■ **Work order**: For the entries below, how many lines contain the word "fern"? Reply with the number and nothing else.

--- Material for this exercise Enclosed Below ---

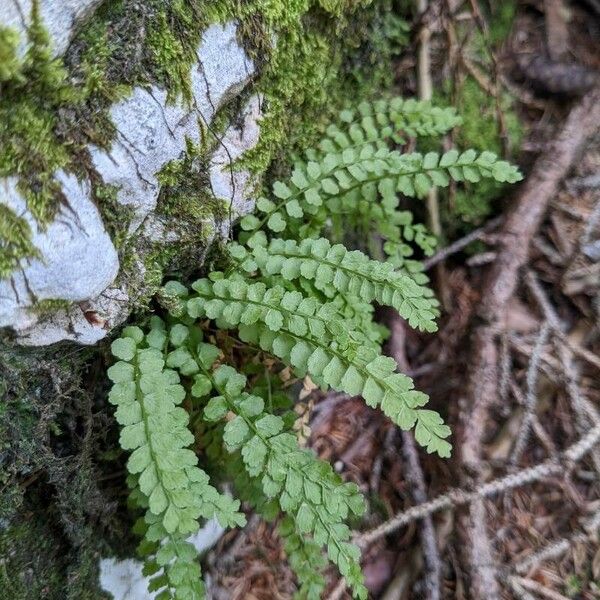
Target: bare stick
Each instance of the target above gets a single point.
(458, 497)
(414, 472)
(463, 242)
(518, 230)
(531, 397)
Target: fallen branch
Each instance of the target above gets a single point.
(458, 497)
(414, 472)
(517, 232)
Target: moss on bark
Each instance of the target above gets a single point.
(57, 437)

--- End of Enclosed Material for this exercise ---
--- Material for this exercise Enclosed Below ---

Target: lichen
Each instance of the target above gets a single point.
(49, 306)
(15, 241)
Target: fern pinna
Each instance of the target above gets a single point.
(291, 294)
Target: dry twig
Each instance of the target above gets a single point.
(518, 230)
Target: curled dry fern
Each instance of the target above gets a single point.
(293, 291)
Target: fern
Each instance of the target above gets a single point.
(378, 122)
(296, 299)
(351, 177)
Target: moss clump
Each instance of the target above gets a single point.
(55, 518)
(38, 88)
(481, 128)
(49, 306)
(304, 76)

--- End of Enclosed Material for this exercise ---
--- Material for this exercise Enclosed Below ---

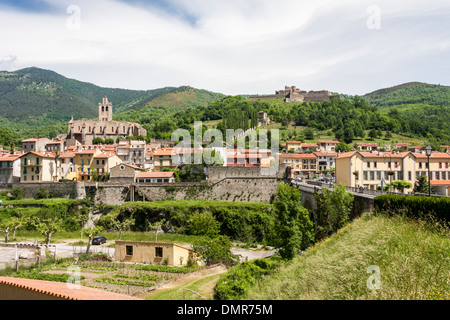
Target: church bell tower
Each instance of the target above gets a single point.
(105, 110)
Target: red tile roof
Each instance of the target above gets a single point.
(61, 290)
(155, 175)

--- End of Enclosed Material for this exercise ---

■ **Solution to this exercise**: 3